Instructions for the task: Nothing but the data itself, reproduced exactly, is the expected answer.
[Start of section]
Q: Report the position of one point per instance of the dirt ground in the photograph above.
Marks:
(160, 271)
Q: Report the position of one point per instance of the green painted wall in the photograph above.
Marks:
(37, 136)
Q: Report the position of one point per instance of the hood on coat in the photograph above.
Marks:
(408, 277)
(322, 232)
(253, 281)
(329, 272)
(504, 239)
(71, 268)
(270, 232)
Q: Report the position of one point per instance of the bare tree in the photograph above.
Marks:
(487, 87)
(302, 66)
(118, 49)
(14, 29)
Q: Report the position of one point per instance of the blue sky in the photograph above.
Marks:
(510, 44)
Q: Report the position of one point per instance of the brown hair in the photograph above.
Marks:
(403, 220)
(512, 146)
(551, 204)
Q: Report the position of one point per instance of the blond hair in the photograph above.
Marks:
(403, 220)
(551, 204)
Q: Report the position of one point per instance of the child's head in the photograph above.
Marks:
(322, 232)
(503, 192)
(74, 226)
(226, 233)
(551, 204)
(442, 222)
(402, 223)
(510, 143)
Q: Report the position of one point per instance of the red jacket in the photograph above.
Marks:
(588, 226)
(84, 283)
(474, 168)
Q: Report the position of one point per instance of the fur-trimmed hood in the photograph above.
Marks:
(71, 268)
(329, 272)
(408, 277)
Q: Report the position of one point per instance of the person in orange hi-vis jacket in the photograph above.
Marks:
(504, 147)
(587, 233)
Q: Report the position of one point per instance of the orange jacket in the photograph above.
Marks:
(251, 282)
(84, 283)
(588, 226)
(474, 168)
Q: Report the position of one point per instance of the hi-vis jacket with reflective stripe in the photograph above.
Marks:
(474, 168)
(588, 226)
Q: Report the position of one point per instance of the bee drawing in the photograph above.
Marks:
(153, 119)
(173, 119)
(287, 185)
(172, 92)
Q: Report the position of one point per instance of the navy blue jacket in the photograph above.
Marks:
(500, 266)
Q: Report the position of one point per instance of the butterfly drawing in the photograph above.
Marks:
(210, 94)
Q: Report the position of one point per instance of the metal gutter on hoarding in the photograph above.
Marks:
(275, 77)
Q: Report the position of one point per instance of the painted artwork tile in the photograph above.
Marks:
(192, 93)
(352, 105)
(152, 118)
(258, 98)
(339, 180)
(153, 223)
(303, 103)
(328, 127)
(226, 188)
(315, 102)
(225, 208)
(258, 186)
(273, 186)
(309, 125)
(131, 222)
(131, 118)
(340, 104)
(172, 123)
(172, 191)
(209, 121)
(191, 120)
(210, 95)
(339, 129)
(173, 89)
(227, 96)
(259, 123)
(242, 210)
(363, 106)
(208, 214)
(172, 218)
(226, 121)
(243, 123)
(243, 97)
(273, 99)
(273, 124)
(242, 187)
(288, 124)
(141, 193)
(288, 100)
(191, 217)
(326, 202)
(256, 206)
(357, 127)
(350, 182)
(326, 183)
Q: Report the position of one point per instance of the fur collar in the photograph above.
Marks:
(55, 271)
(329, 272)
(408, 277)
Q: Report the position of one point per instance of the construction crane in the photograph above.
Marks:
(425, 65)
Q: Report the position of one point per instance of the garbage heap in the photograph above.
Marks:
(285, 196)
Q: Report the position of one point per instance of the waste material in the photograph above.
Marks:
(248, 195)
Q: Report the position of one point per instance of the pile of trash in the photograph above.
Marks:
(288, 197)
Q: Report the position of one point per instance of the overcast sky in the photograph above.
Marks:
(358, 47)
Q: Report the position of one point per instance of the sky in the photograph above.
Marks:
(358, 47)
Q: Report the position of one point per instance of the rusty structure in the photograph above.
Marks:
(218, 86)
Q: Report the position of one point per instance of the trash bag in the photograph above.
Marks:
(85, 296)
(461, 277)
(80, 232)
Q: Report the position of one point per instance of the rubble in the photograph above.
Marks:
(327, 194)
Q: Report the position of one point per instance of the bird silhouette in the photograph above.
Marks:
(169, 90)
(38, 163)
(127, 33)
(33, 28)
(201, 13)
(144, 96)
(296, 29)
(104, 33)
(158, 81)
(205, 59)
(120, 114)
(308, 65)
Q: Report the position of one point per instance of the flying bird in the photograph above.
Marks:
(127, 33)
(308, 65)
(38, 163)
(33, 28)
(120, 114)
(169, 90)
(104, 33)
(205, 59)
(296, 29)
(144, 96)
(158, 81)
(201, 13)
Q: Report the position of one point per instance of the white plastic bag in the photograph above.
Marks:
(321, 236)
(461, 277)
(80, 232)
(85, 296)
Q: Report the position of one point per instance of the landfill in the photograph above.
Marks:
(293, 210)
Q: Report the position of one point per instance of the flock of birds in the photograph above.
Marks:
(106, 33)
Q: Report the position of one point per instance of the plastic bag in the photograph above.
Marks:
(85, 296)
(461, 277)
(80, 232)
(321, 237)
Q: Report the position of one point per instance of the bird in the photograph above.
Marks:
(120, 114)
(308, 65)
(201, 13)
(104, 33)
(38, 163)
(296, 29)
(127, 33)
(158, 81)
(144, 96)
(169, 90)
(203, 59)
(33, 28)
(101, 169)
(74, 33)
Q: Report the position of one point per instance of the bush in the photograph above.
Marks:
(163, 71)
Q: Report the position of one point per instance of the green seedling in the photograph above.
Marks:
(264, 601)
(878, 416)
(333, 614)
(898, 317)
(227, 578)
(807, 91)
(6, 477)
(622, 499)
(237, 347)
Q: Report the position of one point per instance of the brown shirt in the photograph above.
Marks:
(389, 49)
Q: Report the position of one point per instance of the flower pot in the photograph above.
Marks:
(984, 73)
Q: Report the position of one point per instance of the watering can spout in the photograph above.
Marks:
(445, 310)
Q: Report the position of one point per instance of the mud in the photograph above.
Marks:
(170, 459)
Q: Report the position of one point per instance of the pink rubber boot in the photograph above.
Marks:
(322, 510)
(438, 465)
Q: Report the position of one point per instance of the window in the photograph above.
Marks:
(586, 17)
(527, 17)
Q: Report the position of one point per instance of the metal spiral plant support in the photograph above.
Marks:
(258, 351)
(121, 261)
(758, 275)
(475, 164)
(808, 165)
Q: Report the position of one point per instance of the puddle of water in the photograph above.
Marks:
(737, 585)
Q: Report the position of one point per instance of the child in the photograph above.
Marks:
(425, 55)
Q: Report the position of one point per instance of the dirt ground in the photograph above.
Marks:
[End of section]
Response area:
Q: Report the position of one point per instance of the dirt ground in the photograph above.
Marks:
(160, 271)
Q: Report the position of one point per instance of the green painted wall in the photograph above.
Marks:
(37, 136)
Q: Report the position of one point per instance of the hood on coat in the photograph above.
Marks:
(408, 277)
(322, 232)
(253, 281)
(329, 272)
(504, 239)
(71, 268)
(270, 232)
Q: Report the position of one point per instance of the bare tree in the photograph above.
Marks:
(487, 87)
(302, 66)
(118, 49)
(14, 29)
Q: Report the position of one point per instance of the blue sky in the photograph above.
Marks:
(510, 44)
Q: Report the position of one point per instance of the brown hair in the photograph above.
Marks:
(403, 220)
(512, 146)
(551, 204)
Q: Report the position of one point per instance of the blond hair in the photograph above.
Marks:
(403, 220)
(551, 204)
Q: Report the position of one point per instance of the child's head in the photograph above.
Marks:
(322, 232)
(503, 192)
(74, 226)
(226, 233)
(551, 204)
(442, 222)
(402, 223)
(510, 143)
Q: Report the position of one point per instance of the red jacket in the photograph above.
Marks:
(588, 226)
(84, 283)
(474, 168)
Q: Report the position of one point per instance of the fur-trimmed hood in the photograph above.
Marks:
(71, 268)
(329, 272)
(408, 277)
Q: Report the position of one point per instance of the person in orange hi-vis jacket in the photograph above.
Marks:
(504, 147)
(587, 233)
Q: Report the position of one point per instance of the orange jacket in the photograph above.
Marks:
(251, 282)
(84, 283)
(588, 226)
(474, 168)
Q: Report the position of one point per instance of the hi-vis jacket with reflective stripe in the photograph above.
Marks:
(474, 168)
(588, 226)
Q: Report the position of one point per instance of the bee drawing in the photograph above.
Marks:
(153, 119)
(173, 119)
(287, 185)
(172, 92)
Q: Report the position of one point per instance of the navy blue jacket in the photograph above.
Marks:
(500, 266)
Q: Report the position of one point per instance of the butterfly drawing in the photograph above.
Marks:
(210, 94)
Q: Report the position of one point per instance of the metal gutter on hoarding in the photograph above.
Marks:
(275, 77)
Q: Report the position of one point per instance of the painted artwork tile in the photograph above.
Marks:
(192, 93)
(352, 105)
(152, 118)
(258, 98)
(339, 180)
(153, 223)
(303, 103)
(328, 127)
(226, 188)
(315, 102)
(225, 208)
(258, 186)
(273, 186)
(309, 125)
(131, 222)
(131, 118)
(340, 104)
(172, 123)
(172, 191)
(209, 121)
(191, 120)
(210, 95)
(339, 129)
(173, 89)
(227, 96)
(259, 123)
(242, 210)
(363, 106)
(208, 214)
(172, 218)
(226, 121)
(243, 123)
(243, 97)
(273, 99)
(273, 124)
(242, 187)
(288, 124)
(141, 193)
(288, 100)
(191, 217)
(326, 202)
(256, 206)
(357, 127)
(350, 182)
(326, 183)
Q: Report the position of one point per instance of the fur collar in the photograph above.
Marks:
(55, 271)
(329, 272)
(408, 277)
Q: Report the position of one point per instance of the construction crane in the photograph above.
Marks:
(425, 65)
Q: Report the position of one point per instance of the garbage heap in the photograph above.
Marks:
(285, 196)
Q: Report the position of one point per instance of the waste material in the photograph above.
Marks:
(248, 195)
Q: Report the position of one point per instance of the pile of trash in the photograph above.
Marks:
(288, 197)
Q: Report the position of one point per instance of the overcast sky in the photograph above.
Marks:
(358, 47)
Q: Report the position of one point per instance of the sky in the photograph above.
Marks:
(358, 47)
Q: Report the position of one point per instance of the rusty structure in the photograph above.
Marks:
(218, 86)
Q: Report the position of one point per instance of the trash bag in the photograph above.
Marks:
(85, 296)
(461, 277)
(80, 232)
Q: Report the position of one point per instance of the rubble in the photograph above.
Marks:
(327, 194)
Q: Report the position of one point per instance of the bird silhouette in the photograph above.
Marks:
(169, 90)
(38, 163)
(127, 33)
(33, 28)
(201, 13)
(144, 96)
(296, 29)
(104, 33)
(158, 81)
(205, 59)
(120, 114)
(308, 65)
Q: Report the position of one point per instance of the flying bird in the photograph above.
Marks:
(127, 33)
(308, 65)
(38, 163)
(33, 28)
(120, 114)
(169, 90)
(104, 33)
(205, 59)
(296, 29)
(144, 96)
(158, 81)
(201, 13)
Q: Report the position of one point per instance of the white plastic bag in the photograph above.
Marks:
(321, 236)
(461, 277)
(80, 232)
(85, 296)
Q: Report the position of one point per instance of the landfill in the photograph above.
Marks:
(293, 210)
Q: Report the position of one point per instance of the flock of birds in the photograph above.
Marks:
(106, 33)
Q: Report the position of one point per instance of the plastic bag in the photograph above.
Marks:
(85, 296)
(461, 277)
(80, 232)
(321, 237)
Q: Report the position of one point per instance of the bird in the photograph above.
Marks:
(120, 114)
(308, 65)
(201, 13)
(104, 33)
(38, 163)
(296, 29)
(127, 33)
(158, 81)
(144, 96)
(169, 90)
(203, 59)
(33, 28)
(101, 169)
(74, 33)
Q: Report the position of one point per instance of the bush in the photograph above.
Marks:
(163, 71)
Q: Report the position of one point per instance of the green seedling in the photograph above.
Marks:
(264, 601)
(878, 416)
(333, 614)
(898, 317)
(227, 578)
(807, 91)
(6, 477)
(622, 499)
(237, 347)
Q: Report the position of one point per instance of the brown shirt in the photograph above.
Marks:
(389, 49)
Q: Report the position of one point per instance of the flower pot in the photograph above.
Marks:
(984, 73)
Q: Report the position of one point per instance of the watering can spout in the photograph above.
Marks:
(445, 310)
Q: Report the position of one point per instance of the mud in the photograph above.
Marks:
(170, 459)
Q: Report the position of one point per instance of the pink rubber boot in the photograph above.
Marks:
(322, 510)
(438, 465)
Q: Report the position of one point per instance of the window in the photograph above.
Marks:
(586, 17)
(527, 17)
Q: Report the position of one point per instance of the metal spiral plant support in the photograph above.
Marks:
(258, 351)
(121, 261)
(758, 275)
(475, 164)
(808, 165)
Q: Report the position of one point per instance of the puddle of water in the photograph above.
Marks:
(737, 585)
Q: Report the position of one point per instance of the child in the photograph above.
Marks:
(425, 55)
Q: Report the position of one point per instance of the dirt ground in the photograph above.
Marks:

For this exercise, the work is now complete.